§ Seitentext
====

Bemerkenswert an diesem „nicht immer ganz verläßlichen“ Erinnerungsvermögen ist auch, dass es im richtigen Augenblick voll da ist. Auf die Frage, wie es denn möglich sein konnte, dass nicht nur der NSA „Freunde“ abhört, sondern der BND genau dasselbe auch täte, setzte schlagartig Merkels Erinnerungsvermögen ein: Es habe sich dabei um „technische und organisatorische Defizite“ gehandelt. In dieser Frage ist die Bundeskanzlerin bestens informiert und ganz offensichtlich in der Lage, dafür „fachlichen Rat“ einzuholen. Um dieser haarsträubenden Erklärung auf den Grund zu gehen, muss man zeitlich nicht weit zurückgehen, aber sich den Luxus leisten, in Kontexten zu denken.

Im Tal der organisierten Ahnungslosigkeit

Klaus-Dieter Fritsche wurde 2013 aufgrund seiner Verdienste bei der Pannenserie im NSU-Skandal von Angela Merkel persönlich zum Staatssekretär für die Belange der Nachrichtendienste im Bundeskanzleramt befördert. Von 1996 – 2005 war Frische Vizepräsident des Inlandsgeheimdienstes namens „Verfassungsschutz“. Von Dezember 2005 bis Dezember 2009 arbeitete Fritsche als Geheimdienstkoordinator im Bundeskanzleramt. Er hatte also leitende Funktionen inne, als das Totalversagen seinen Lauf nahm.

====

§ Aufgabe 1
In welchem Jahr wurde Klaus-Dieter Fritsche laut dem Seitentext zum Staatssekretär im Bundeskanzleramt befördert?
§ Aufgabe 2
Schreibe aus dem Seitentext die Passage von „Klaus-Dieter Fritsche wurde“ bis „seinen Lauf nahm.“ wortgetreu ab.
Stütze dich ausschließlich auf den Seitentext.

§ Datensätze
====

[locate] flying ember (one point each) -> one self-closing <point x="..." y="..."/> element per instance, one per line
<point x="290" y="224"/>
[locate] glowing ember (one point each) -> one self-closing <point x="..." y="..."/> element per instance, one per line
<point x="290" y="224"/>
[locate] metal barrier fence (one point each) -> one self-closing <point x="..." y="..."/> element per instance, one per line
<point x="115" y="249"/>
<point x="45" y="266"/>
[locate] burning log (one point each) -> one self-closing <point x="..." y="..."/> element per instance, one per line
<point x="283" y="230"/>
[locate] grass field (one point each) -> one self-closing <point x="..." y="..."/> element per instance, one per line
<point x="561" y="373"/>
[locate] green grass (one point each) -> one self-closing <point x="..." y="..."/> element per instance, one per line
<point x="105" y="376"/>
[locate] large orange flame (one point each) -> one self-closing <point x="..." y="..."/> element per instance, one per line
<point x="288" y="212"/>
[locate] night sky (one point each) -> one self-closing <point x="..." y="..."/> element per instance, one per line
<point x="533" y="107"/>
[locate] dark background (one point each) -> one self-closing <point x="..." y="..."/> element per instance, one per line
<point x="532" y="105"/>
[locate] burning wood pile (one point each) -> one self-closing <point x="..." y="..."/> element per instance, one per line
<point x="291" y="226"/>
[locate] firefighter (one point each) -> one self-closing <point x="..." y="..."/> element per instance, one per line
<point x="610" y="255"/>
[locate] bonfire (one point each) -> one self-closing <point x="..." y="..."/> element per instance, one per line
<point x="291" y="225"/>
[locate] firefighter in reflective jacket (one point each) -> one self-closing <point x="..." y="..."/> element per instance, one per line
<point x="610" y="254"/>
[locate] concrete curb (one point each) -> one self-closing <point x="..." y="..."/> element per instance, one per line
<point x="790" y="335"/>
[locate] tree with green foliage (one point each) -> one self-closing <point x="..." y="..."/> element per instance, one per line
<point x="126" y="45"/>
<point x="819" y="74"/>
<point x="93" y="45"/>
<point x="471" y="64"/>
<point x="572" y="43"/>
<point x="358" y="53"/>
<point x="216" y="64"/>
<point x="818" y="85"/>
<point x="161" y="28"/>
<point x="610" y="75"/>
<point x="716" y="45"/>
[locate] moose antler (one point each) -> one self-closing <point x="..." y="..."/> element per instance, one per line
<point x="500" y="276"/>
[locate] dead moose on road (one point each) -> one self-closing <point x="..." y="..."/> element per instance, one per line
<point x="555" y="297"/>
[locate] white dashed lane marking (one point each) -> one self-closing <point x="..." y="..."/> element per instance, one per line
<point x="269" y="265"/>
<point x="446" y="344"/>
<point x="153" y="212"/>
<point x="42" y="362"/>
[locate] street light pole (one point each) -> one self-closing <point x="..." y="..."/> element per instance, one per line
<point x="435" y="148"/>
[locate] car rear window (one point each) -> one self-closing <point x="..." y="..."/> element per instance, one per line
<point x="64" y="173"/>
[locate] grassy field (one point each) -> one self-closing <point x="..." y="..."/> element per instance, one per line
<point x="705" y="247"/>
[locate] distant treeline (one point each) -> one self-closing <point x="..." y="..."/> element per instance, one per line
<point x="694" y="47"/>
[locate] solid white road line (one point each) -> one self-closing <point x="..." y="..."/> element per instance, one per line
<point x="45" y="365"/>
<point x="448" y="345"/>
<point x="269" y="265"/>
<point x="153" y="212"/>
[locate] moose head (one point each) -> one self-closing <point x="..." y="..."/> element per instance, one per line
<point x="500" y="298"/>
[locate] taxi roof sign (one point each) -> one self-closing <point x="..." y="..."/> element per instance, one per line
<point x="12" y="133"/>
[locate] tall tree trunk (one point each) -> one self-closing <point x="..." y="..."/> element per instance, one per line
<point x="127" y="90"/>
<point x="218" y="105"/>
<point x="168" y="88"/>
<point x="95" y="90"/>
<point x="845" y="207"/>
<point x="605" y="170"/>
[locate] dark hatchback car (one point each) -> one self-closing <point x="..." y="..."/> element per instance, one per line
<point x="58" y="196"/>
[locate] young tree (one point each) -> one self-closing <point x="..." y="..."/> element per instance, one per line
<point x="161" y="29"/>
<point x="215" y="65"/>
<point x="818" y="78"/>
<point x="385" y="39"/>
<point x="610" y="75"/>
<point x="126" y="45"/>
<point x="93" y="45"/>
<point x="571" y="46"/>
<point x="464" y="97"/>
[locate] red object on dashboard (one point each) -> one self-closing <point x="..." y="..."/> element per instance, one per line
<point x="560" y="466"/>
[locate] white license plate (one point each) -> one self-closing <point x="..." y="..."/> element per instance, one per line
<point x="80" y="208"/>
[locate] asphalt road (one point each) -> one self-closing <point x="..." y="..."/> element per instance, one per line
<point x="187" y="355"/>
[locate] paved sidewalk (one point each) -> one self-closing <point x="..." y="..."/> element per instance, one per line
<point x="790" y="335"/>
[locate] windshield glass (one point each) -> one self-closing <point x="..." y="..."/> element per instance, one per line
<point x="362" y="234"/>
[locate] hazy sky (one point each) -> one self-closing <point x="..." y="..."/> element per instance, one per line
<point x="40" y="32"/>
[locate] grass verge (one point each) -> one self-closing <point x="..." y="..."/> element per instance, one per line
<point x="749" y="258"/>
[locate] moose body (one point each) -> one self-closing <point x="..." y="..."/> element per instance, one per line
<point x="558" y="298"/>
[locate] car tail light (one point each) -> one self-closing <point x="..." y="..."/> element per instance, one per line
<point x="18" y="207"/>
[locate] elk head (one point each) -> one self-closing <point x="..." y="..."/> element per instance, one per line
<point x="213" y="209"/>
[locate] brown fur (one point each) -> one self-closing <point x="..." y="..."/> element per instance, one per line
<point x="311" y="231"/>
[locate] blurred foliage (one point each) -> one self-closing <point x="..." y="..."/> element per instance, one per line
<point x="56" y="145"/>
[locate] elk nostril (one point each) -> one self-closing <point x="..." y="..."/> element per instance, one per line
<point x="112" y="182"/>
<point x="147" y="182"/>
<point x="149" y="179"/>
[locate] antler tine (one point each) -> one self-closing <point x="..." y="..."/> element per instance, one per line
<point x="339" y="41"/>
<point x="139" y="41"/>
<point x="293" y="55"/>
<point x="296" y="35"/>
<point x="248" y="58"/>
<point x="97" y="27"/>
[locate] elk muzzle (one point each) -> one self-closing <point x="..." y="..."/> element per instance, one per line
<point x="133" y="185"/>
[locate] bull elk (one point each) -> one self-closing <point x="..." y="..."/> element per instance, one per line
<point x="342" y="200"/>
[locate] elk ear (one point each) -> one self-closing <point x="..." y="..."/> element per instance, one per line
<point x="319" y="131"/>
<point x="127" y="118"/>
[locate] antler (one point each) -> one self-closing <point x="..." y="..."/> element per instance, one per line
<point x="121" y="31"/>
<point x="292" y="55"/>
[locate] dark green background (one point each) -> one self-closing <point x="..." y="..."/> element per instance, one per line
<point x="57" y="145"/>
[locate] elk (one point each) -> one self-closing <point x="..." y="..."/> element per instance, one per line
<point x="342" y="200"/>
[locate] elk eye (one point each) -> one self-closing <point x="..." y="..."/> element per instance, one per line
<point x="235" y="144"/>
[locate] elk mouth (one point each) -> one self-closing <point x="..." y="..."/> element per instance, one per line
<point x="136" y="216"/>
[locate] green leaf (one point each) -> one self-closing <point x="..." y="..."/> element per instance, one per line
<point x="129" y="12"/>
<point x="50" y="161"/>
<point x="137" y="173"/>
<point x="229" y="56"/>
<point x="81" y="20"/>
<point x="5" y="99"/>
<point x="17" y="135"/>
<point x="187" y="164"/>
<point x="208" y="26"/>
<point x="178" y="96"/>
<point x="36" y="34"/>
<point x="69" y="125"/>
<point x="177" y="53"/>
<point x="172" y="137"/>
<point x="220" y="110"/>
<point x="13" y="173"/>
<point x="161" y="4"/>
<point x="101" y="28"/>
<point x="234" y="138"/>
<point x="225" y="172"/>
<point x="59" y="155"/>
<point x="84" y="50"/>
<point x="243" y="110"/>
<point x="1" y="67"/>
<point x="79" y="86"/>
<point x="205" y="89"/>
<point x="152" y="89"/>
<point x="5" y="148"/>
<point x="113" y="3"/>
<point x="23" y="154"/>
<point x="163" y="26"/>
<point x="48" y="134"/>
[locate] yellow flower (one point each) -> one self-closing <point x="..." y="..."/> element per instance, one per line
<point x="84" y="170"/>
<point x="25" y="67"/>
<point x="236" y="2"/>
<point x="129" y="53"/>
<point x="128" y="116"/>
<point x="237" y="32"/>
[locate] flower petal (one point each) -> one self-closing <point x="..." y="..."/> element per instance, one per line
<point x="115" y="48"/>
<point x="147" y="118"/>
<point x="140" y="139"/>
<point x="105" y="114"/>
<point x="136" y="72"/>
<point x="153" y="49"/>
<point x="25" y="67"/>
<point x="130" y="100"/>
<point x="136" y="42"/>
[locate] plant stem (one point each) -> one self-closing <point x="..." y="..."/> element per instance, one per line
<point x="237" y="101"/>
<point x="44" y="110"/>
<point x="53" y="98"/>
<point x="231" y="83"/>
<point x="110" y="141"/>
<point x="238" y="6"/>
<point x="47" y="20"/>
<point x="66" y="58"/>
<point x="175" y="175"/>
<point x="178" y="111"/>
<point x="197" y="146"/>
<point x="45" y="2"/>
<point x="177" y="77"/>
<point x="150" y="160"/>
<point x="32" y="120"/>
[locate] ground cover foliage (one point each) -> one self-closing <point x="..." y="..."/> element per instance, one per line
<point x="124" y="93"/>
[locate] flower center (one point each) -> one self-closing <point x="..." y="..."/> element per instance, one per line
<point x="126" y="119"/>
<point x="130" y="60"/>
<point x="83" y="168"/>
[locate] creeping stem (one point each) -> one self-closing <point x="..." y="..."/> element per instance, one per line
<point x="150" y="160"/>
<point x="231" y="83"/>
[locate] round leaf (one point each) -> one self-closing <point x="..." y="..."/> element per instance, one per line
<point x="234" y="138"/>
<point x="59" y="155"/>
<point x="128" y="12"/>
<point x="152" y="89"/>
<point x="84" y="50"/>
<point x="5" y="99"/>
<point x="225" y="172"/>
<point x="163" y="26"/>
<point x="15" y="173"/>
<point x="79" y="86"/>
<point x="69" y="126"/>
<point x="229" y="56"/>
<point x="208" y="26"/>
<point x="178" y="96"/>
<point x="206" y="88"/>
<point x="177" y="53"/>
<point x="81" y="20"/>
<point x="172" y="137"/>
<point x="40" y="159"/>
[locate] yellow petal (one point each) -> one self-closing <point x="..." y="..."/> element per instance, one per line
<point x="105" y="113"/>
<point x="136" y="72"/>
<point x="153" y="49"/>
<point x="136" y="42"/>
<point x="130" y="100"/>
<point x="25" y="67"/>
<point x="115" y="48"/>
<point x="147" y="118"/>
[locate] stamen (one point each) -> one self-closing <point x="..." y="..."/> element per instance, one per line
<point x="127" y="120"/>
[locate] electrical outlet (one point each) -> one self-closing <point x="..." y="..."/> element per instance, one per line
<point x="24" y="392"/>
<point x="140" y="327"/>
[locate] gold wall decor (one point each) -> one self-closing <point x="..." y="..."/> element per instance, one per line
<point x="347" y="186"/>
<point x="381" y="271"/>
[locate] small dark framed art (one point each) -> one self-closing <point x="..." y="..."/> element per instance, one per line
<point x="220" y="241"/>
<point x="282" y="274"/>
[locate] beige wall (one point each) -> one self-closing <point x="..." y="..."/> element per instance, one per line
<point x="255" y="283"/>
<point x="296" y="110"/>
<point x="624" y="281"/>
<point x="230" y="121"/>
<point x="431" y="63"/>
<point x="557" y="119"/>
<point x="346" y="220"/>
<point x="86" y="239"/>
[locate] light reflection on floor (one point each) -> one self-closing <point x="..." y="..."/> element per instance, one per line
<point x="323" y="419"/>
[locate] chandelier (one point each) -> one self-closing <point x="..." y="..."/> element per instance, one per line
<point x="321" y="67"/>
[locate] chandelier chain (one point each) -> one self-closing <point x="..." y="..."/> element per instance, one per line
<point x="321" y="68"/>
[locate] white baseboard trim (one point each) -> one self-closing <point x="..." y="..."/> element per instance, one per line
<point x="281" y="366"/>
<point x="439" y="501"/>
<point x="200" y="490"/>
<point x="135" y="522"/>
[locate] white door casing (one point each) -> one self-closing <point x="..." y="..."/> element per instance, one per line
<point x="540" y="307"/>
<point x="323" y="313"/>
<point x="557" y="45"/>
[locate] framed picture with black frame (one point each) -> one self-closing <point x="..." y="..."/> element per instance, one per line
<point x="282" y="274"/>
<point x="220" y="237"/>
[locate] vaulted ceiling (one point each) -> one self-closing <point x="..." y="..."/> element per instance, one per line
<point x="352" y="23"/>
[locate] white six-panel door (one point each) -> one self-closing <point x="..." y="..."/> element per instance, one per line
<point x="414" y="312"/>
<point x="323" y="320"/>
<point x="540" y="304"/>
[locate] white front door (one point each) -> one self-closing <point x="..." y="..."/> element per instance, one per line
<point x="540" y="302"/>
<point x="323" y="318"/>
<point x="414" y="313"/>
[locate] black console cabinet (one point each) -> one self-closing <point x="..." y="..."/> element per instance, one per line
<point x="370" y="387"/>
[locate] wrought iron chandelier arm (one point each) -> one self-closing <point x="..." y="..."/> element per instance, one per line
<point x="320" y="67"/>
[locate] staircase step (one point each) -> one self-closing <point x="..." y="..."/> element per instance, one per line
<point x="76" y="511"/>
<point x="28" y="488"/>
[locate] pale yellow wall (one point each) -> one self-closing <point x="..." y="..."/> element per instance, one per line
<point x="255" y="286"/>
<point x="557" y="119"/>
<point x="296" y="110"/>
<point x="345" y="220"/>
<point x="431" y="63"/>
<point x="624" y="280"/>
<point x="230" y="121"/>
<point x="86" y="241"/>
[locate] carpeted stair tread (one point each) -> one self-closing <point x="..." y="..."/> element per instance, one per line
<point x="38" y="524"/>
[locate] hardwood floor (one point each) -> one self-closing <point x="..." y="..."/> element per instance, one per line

====

§ Vollständige Antwort 1
2013

§ Vollständige Antwort 2
Klaus-Dieter Fritsche wurde 2013 aufgrund seiner Verdienste bei der Pannenserie im NSU-Skandal von Angela Merkel persönlich zum Staatssekretär für die Belange der Nachrichtendienste im Bundeskanzleramt befördert. Von 1996 – 2005 war Frische Vizepräsident des Inlandsgeheimdienstes namens „Verfassungsschutz“. Von Dezember 2005 bis Dezember 2009 arbeitete Fritsche als Geheimdienstkoordinator im Bundeskanzleramt. Er hatte also leitende Funktionen inne, als das Totalversagen seinen Lauf nahm.